WRITTEN PROBLEM 1:
Reproduce, word for word, everything from "In 1 Peter 1:12, the" down to "the prophetic word." in the post on Peter and the gospel below.

EXCERPTED TEXT:
☆ ☆ ☆ ☆

Tuesday, February 05, 2019

The Gospel According to Peter

We all know what “the gospel” is, don’t we? Or at least we think we do.

If we searched the internet for a summary of the gospel, we might come away a tiny bit confused. John Piper, for instance, presents his gospel in six points. Bible Gateway reduces Piper’s six points to five. Phil Johnson goes with four, not one of which is identical to any of Piper’s, but all of which come directly from the apostle Paul.

For the new Christian, these differences in content and emphasis may be a bit hard to process.

A Well-Stocked Armory

With such a variety of teaching on the subject, it is not a simple matter to discern which ingredients are necessary to a faithful presentation of the good news, or to determine whether the gospel should always be presented exactly the same way.

We may observe that different apostles use the words euaggelion (the noun, meaning “good tidings”) and euaggelizō (the verb, meaning “to declare glad tidings”) in slightly different ways at different times. Their emphasis shifts as required by the type of audience they are addressing and the context in which they use the word. Any aspect of the gospel may turn out to be critical to a particular apostolic argument, but not dwelt on extensively — or even mentioned — in another.

Peter, for instance, mentions the gospel a total of four times, all of them in his first epistle. He is not preaching the gospel here, only referencing it, so we would not expect him to cover the sort of territory he covers in Acts 2 or 3. All the same, each reference has some things in it you won’t find elsewhere in his writing, and each omits certain things some might feel are absolutely necessary to a comprehensive exposition of gospel truth. At no point does Peter attempt to work his way down a checklist, and at no point does his singular focus weaken his arguments.

When addressing saved men and women, the gospel served as something like a well-stocked armory of divine truth from which Peter could draw any weapon he needed to make a particular spiritual point.

Here are three aspects of the gospel he explores:

The Gospel as the Answer to the Prophetic Word
“It was revealed to them that they were serving not themselves but you, in the things that have now been announced to you through those who preached the good news to you by the Holy Spirit sent from heaven, things into which angels long to look.”
In 1 Peter 1:12, the apostle’s point is that the good news which had reached his readers was the fulfillment of predictions made by certain Old Testament prophets entrusted with divine hints, shadows and pictures connected with the sufferings and glories of Christ, though they did not always understand them as such. The gospel is the answer to the prophetic word.

☆ ☆ ☆ ☆

Source data:

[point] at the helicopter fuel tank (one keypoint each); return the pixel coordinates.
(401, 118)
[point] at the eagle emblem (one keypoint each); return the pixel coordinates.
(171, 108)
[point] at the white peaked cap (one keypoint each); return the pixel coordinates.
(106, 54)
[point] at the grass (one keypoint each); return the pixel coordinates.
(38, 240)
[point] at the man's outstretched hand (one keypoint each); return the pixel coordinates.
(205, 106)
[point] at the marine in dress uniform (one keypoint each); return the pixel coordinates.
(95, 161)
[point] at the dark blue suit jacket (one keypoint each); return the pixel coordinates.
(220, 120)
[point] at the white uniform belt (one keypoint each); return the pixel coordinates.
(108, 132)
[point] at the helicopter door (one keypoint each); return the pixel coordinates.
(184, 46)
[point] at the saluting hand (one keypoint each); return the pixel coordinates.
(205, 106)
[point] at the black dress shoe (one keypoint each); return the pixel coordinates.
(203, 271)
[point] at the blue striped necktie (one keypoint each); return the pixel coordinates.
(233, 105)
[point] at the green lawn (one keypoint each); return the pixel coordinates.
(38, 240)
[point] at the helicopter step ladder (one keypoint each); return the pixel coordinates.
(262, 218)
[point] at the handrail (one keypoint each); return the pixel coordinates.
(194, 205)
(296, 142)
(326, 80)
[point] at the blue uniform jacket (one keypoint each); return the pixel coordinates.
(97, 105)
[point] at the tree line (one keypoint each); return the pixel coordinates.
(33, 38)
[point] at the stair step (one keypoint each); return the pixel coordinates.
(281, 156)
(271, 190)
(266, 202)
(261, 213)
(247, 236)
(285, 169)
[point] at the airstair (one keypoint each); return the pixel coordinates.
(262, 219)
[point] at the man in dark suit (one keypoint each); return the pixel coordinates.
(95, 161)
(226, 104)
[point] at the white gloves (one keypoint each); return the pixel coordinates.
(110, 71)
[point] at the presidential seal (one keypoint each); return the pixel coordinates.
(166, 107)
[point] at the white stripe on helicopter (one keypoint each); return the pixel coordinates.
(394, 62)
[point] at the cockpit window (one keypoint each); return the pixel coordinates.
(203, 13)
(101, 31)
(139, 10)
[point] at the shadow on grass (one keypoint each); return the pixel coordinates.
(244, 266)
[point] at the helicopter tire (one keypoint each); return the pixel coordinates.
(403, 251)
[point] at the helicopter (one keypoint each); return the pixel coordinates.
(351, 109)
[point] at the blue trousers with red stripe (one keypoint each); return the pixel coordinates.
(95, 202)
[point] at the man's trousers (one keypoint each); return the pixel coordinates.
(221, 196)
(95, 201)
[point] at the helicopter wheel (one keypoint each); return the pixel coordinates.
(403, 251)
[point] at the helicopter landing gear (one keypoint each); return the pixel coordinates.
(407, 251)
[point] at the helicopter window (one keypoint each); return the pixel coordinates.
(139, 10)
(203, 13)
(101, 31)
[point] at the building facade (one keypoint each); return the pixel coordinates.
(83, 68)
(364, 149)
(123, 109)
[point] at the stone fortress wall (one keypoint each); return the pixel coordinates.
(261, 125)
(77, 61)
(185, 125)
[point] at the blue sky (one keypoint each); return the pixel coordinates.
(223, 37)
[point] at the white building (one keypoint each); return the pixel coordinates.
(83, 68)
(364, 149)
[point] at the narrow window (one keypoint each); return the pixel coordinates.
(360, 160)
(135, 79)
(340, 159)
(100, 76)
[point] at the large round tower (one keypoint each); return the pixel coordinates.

☆ ☆ ☆ ☆

WRITTEN PROBLEM 2:
State how many lines of the records above contain the string "blue", giving the number alone.

FULL OUTPUT 1:
In 1 Peter 1:12, the apostle’s point is that the good news which had reached his readers was the fulfillment of predictions made by certain Old Testament prophets entrusted with divine hints, shadows and pictures connected with the sufferings and glories of Christ, though they did not always understand them as such. The gospel is the answer to the prophetic word.

FULL OUTPUT 2:
5